## begin

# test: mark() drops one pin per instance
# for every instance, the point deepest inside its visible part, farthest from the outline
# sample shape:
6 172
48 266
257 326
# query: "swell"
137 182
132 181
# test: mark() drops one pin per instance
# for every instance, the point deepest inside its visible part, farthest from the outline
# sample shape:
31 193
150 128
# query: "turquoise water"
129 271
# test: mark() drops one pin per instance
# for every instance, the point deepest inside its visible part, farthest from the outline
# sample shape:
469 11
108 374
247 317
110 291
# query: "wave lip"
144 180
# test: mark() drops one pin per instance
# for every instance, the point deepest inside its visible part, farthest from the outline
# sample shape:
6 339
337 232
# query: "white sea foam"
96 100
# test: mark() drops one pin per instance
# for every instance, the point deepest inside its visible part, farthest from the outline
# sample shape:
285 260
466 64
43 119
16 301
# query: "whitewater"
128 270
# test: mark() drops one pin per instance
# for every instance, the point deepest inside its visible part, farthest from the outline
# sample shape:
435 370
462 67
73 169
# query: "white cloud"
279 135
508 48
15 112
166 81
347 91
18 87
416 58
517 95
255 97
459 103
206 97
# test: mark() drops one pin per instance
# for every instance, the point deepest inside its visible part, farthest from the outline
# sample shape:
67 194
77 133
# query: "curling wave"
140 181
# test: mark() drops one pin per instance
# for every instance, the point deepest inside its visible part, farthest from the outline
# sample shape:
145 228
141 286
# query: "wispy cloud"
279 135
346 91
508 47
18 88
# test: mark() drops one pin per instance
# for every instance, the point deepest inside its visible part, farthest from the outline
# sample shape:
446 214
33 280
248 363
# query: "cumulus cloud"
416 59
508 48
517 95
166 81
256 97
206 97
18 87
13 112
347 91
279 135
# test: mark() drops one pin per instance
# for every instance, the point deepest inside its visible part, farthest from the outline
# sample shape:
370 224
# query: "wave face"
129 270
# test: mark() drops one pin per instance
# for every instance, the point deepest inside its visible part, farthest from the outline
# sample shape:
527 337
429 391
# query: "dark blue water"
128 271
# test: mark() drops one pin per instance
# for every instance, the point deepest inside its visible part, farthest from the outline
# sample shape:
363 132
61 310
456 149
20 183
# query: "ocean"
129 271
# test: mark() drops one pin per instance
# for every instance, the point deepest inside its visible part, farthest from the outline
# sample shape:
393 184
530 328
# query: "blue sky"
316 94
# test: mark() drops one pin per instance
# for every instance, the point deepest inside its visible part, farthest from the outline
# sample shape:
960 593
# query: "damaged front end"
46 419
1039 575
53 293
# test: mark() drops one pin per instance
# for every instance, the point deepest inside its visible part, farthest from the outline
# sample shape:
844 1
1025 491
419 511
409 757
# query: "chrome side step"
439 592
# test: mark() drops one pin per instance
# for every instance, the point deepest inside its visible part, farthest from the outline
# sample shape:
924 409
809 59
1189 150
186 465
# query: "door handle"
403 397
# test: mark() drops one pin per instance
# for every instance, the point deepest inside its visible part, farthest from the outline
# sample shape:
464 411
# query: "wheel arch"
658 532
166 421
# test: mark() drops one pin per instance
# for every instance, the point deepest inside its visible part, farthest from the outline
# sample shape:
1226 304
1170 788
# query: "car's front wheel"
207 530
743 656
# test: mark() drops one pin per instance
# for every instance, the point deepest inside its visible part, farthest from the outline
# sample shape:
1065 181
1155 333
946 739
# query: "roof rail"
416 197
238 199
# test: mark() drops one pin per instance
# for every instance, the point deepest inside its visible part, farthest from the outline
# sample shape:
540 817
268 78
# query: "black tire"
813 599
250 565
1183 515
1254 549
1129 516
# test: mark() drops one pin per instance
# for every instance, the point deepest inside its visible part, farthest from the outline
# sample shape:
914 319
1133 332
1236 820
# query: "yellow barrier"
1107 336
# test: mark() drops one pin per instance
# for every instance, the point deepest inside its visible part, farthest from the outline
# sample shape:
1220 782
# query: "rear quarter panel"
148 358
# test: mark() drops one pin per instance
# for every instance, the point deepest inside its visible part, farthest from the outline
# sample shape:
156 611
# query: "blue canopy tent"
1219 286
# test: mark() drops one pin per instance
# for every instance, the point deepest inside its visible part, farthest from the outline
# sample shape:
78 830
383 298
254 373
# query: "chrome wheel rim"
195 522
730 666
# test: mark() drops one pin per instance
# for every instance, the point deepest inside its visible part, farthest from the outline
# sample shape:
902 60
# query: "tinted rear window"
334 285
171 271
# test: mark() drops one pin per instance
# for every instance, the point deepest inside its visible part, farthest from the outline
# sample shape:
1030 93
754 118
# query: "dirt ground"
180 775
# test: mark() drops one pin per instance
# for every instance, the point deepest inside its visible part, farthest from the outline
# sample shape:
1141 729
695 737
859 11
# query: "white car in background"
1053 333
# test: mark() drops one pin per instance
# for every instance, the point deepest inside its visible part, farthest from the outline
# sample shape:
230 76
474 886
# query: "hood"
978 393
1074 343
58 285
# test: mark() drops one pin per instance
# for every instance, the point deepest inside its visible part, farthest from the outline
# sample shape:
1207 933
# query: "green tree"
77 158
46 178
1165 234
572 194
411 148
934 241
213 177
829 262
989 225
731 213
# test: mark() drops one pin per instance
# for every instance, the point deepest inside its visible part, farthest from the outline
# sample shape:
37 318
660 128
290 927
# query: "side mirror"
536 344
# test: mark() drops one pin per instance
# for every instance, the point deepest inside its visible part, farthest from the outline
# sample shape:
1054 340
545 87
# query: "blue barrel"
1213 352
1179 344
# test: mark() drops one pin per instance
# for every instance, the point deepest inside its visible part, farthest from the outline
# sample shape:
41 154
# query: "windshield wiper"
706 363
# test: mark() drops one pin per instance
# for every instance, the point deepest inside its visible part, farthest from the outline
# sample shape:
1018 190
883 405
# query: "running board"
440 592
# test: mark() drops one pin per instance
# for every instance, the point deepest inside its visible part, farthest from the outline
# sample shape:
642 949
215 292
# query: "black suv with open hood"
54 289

## end

§ WHAT THIS TASK INVOLVES
Please select every line above that contains the word "front", matching case.

§ COMPLETED TASK
# query: "damaged front end"
# query: "car's front wheel"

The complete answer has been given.